RECORDS TO USE =>
◇ ◇ ◇ ◇ ◇

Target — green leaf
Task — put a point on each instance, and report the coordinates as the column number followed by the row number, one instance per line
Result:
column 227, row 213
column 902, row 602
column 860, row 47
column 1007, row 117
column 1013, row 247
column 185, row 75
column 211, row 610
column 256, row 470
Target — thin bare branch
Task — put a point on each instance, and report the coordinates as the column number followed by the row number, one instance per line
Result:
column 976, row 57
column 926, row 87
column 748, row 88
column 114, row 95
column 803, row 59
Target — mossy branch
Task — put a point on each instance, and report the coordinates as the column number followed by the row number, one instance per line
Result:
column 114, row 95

◇ ◇ ◇ ◇ ◇

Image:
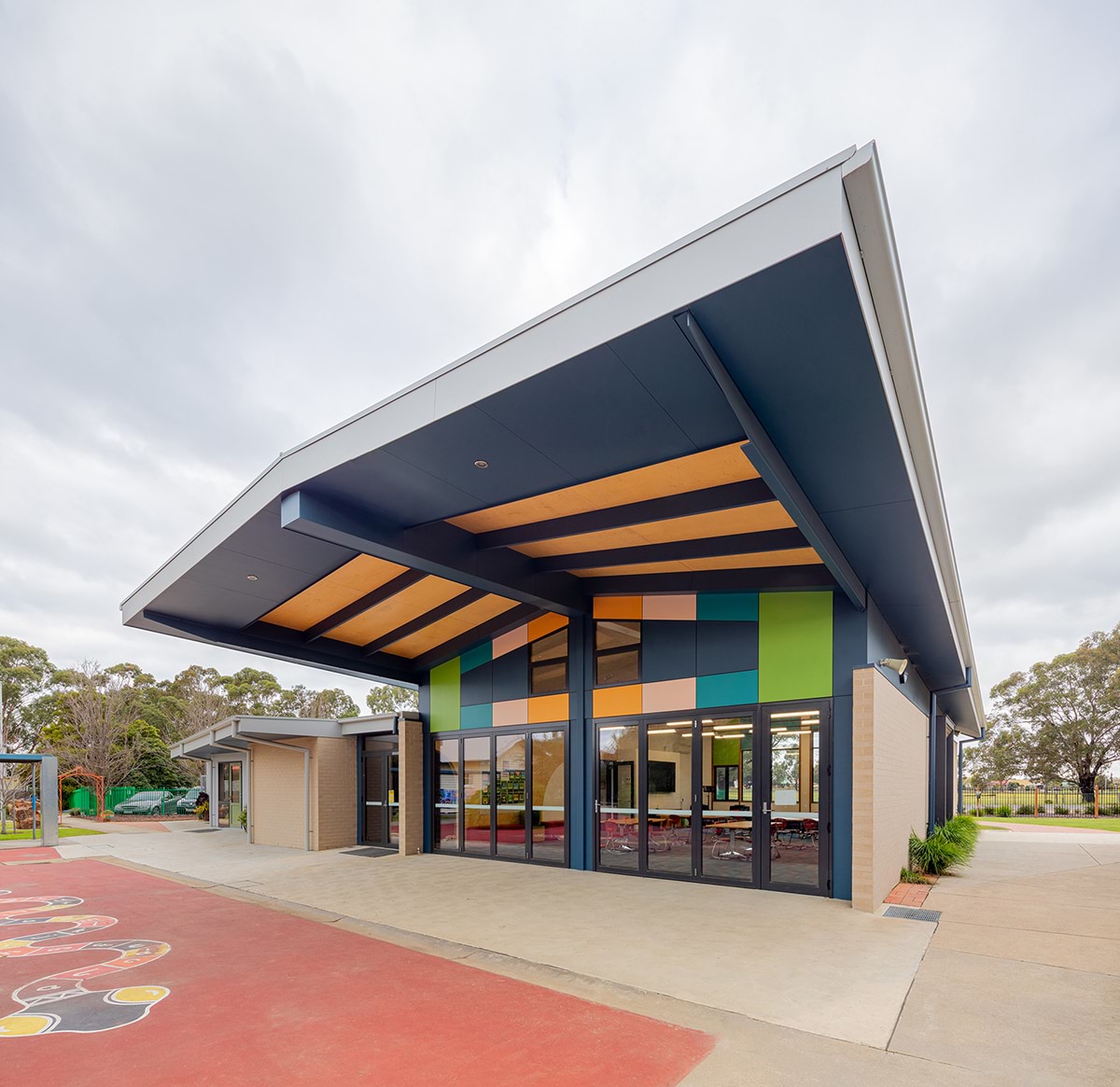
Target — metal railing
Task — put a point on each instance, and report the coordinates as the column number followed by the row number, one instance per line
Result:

◇ ◇ ◇ ◇ ◇

WHAT YOU SHOULD DO =>
Would you copy all lines in the records where the string "branch" appears?

ANSWER TO THE EXERCISE =>
Target — thin bare branch
Target — mossy branch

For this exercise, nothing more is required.